• **Short problem**: Copy all the material below, exactly as it stands.

• **Given entries**:

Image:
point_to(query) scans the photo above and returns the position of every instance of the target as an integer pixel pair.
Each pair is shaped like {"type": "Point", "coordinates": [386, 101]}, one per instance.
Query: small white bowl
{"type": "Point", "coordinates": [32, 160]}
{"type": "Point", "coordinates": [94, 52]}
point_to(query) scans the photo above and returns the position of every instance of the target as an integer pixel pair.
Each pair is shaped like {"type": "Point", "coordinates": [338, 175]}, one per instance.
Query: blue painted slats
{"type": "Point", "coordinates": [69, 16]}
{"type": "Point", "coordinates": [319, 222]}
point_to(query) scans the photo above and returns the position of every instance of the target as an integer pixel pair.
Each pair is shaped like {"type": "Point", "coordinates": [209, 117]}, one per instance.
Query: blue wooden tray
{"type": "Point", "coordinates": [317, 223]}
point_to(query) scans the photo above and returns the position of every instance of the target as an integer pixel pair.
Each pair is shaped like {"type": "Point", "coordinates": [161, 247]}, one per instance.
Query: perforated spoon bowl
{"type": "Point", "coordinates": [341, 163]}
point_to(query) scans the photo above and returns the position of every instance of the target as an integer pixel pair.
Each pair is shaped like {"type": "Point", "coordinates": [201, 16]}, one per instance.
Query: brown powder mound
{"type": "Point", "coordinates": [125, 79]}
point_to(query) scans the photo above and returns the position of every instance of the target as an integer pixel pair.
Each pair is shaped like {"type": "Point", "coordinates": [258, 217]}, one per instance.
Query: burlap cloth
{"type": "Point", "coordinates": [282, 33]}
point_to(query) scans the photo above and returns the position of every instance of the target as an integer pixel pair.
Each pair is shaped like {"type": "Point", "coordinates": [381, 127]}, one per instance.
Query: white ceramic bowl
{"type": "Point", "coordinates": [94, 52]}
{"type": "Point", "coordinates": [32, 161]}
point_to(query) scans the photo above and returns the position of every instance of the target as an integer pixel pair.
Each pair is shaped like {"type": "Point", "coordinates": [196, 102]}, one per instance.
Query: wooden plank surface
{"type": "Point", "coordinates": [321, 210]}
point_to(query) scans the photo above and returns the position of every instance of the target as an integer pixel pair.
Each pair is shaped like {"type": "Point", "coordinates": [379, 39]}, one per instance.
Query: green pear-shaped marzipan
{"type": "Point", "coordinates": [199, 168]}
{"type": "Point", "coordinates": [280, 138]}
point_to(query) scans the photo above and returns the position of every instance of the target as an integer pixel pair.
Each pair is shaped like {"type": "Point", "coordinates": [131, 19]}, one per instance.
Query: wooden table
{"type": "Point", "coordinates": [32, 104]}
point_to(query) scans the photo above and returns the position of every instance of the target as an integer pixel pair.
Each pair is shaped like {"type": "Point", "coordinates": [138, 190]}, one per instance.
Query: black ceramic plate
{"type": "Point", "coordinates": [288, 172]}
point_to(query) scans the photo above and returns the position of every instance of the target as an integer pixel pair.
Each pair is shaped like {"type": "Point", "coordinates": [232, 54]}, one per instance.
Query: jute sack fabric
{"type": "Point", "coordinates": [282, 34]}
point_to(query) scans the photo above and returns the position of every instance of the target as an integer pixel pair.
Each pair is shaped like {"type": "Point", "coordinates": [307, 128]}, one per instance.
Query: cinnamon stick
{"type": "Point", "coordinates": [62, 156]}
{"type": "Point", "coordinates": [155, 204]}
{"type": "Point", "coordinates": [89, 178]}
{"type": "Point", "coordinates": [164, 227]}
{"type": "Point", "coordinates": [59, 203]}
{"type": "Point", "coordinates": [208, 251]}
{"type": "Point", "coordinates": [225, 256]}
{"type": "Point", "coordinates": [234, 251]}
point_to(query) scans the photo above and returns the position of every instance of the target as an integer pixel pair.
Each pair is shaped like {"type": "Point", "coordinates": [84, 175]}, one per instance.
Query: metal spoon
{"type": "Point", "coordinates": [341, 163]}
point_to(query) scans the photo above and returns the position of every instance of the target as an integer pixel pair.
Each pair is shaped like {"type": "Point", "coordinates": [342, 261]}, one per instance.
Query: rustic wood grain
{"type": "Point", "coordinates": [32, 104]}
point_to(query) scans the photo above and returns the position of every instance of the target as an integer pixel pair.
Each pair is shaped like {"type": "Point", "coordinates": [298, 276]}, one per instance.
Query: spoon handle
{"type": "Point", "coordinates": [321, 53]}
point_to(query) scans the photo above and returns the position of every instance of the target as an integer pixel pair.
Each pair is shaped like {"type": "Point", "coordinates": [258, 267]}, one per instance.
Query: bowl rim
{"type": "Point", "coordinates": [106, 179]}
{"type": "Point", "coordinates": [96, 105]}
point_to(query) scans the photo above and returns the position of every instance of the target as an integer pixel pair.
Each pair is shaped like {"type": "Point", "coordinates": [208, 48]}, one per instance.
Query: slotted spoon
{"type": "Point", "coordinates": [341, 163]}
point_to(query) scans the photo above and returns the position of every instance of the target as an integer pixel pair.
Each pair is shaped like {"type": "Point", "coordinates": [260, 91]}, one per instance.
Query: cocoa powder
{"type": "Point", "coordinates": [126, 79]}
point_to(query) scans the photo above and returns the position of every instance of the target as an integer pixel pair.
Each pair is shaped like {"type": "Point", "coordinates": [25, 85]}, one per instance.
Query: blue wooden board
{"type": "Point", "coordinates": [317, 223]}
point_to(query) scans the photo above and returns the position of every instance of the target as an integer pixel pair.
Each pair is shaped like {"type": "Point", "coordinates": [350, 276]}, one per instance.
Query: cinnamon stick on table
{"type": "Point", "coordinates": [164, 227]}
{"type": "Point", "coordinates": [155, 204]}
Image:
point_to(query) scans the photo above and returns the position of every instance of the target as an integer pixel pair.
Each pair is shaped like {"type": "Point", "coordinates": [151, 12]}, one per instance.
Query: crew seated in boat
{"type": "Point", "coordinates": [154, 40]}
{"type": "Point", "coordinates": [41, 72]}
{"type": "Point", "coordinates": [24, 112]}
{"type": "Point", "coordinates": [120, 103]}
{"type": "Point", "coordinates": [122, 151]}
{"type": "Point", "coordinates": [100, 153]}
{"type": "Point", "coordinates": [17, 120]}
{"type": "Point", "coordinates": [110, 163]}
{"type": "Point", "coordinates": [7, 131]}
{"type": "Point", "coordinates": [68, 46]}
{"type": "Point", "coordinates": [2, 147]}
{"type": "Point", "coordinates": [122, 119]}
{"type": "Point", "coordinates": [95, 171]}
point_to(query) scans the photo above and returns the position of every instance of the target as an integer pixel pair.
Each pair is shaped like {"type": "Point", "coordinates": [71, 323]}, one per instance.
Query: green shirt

• **Result of the exercise**:
Image:
point_to(query) scans the photo above and returns the position of every instance of the target as an integer pixel pair.
Each pair is shaped like {"type": "Point", "coordinates": [386, 101]}, one per instance.
Query: small white bowl
{"type": "Point", "coordinates": [32, 160]}
{"type": "Point", "coordinates": [94, 52]}
point_to(query) scans the photo above and returns the position of every instance of the target as an integer pixel pair.
Each pair is shaped like {"type": "Point", "coordinates": [338, 175]}, one per instance.
Query: blue painted slats
{"type": "Point", "coordinates": [69, 16]}
{"type": "Point", "coordinates": [319, 222]}
point_to(query) scans the photo above and returns the position of every instance of the target as an integer pixel pair.
Each pair is shaped like {"type": "Point", "coordinates": [209, 117]}, one per instance.
Query: blue wooden tray
{"type": "Point", "coordinates": [317, 223]}
point_to(query) scans the photo above and returns the position of every instance of the target as an integer pixel pair.
Each pair is shaped like {"type": "Point", "coordinates": [161, 247]}, one per instance.
Query: perforated spoon bowl
{"type": "Point", "coordinates": [341, 163]}
point_to(query) scans the photo above and returns the position of every instance of the target as an integer pixel pair.
Each pair is shaped like {"type": "Point", "coordinates": [201, 16]}, one per instance.
Query: brown powder mound
{"type": "Point", "coordinates": [125, 79]}
point_to(query) scans the photo above and returns the position of every instance of the target as an integer pixel pair.
Each pair is shaped like {"type": "Point", "coordinates": [258, 217]}, one per instance.
Query: burlap cloth
{"type": "Point", "coordinates": [282, 33]}
point_to(query) scans the photo above and returns the position of every instance of the target as an integer pixel pair.
Each pair is shaped like {"type": "Point", "coordinates": [381, 127]}, one per instance.
Query: white ceramic bowl
{"type": "Point", "coordinates": [94, 52]}
{"type": "Point", "coordinates": [32, 161]}
point_to(query) scans the photo above and returns the position of every instance of the target as an integer pixel pair.
Each pair is shaped like {"type": "Point", "coordinates": [196, 102]}, one per instance.
Query: wooden plank surface
{"type": "Point", "coordinates": [321, 210]}
point_to(query) scans the photo above and returns the position of every instance of the target as an integer pixel pair.
Each pair is shaped like {"type": "Point", "coordinates": [379, 39]}, one per instance.
Query: green pear-shaped marzipan
{"type": "Point", "coordinates": [199, 168]}
{"type": "Point", "coordinates": [280, 138]}
point_to(query) scans the photo above and returns the position of every instance of the target as an integer pixel pair.
Each pair is shaped like {"type": "Point", "coordinates": [131, 19]}, one per instance.
Query: wooden table
{"type": "Point", "coordinates": [32, 104]}
point_to(query) scans the photo above and returns the position of every instance of the target as an integer pixel pair.
Each pair is shaped like {"type": "Point", "coordinates": [138, 190]}, one per instance.
Query: black ceramic plate
{"type": "Point", "coordinates": [288, 172]}
point_to(query) scans the photo above and returns the position of every instance of the target as an integer pixel pair.
Each pair is shaped like {"type": "Point", "coordinates": [232, 54]}, one per instance.
Query: jute sack fabric
{"type": "Point", "coordinates": [282, 34]}
point_to(query) scans the photo above and returns the position of every instance of the target as an integer pixel pair.
Each pair is shaped like {"type": "Point", "coordinates": [307, 128]}, one per instance.
Query: cinnamon stick
{"type": "Point", "coordinates": [62, 156]}
{"type": "Point", "coordinates": [155, 204]}
{"type": "Point", "coordinates": [89, 178]}
{"type": "Point", "coordinates": [164, 227]}
{"type": "Point", "coordinates": [59, 203]}
{"type": "Point", "coordinates": [208, 251]}
{"type": "Point", "coordinates": [225, 256]}
{"type": "Point", "coordinates": [234, 251]}
point_to(query) scans the photo above and returns the position of every instance of the target as an integer pixel pair.
Each pair is shaped like {"type": "Point", "coordinates": [84, 175]}, one per instance.
Query: metal spoon
{"type": "Point", "coordinates": [341, 163]}
point_to(query) scans the photo above and returns the position of every instance of the target as an integer pixel pair.
Each pair is shaped like {"type": "Point", "coordinates": [342, 261]}, one per instance.
Query: rustic wood grain
{"type": "Point", "coordinates": [32, 104]}
point_to(query) scans the photo above and returns the position of every instance of the target as an integer pixel pair.
Each pair is shaped like {"type": "Point", "coordinates": [298, 276]}, one per instance.
Query: spoon handle
{"type": "Point", "coordinates": [321, 53]}
point_to(query) scans the photo above and returns the position of every instance of the target as an integer pixel pair.
Each pair is shaped like {"type": "Point", "coordinates": [258, 267]}, one per instance.
Query: bowl rim
{"type": "Point", "coordinates": [106, 179]}
{"type": "Point", "coordinates": [96, 105]}
point_to(query) scans the photo above and returns the position of every instance of the target as an integer pixel pair.
Each pair is shaped like {"type": "Point", "coordinates": [208, 48]}, one per instance.
Query: slotted spoon
{"type": "Point", "coordinates": [341, 163]}
point_to(query) scans the photo above and returns the position of every instance of the target as an integer pixel pair.
Each pair is shaped like {"type": "Point", "coordinates": [260, 91]}, one per instance.
Query: cocoa powder
{"type": "Point", "coordinates": [126, 79]}
point_to(query) scans the photo above and returns the position of every instance of the target as an integer pixel pair.
Each pair is shaped like {"type": "Point", "coordinates": [25, 85]}, one per instance.
Query: blue wooden board
{"type": "Point", "coordinates": [317, 223]}
point_to(query) scans the photo above and returns the position of every instance of the target as an integer pixel pair.
Each pair is shaped like {"type": "Point", "coordinates": [350, 276]}, one per instance.
Query: cinnamon stick on table
{"type": "Point", "coordinates": [164, 227]}
{"type": "Point", "coordinates": [155, 204]}
Image:
point_to(query) scans the photo above and returns the position of every instance of the target as an integer pixel pair.
Each pair is shaped like {"type": "Point", "coordinates": [151, 12]}, one per instance.
Query: crew seated in boat
{"type": "Point", "coordinates": [154, 40]}
{"type": "Point", "coordinates": [41, 72]}
{"type": "Point", "coordinates": [24, 112]}
{"type": "Point", "coordinates": [120, 103]}
{"type": "Point", "coordinates": [122, 151]}
{"type": "Point", "coordinates": [100, 153]}
{"type": "Point", "coordinates": [17, 120]}
{"type": "Point", "coordinates": [110, 163]}
{"type": "Point", "coordinates": [7, 131]}
{"type": "Point", "coordinates": [68, 46]}
{"type": "Point", "coordinates": [2, 147]}
{"type": "Point", "coordinates": [122, 119]}
{"type": "Point", "coordinates": [95, 171]}
point_to(query) scans the photo above and returns the position of every instance of the target as an integer pixel pair.
Each pair is shaped like {"type": "Point", "coordinates": [71, 323]}, one per instance.
Query: green shirt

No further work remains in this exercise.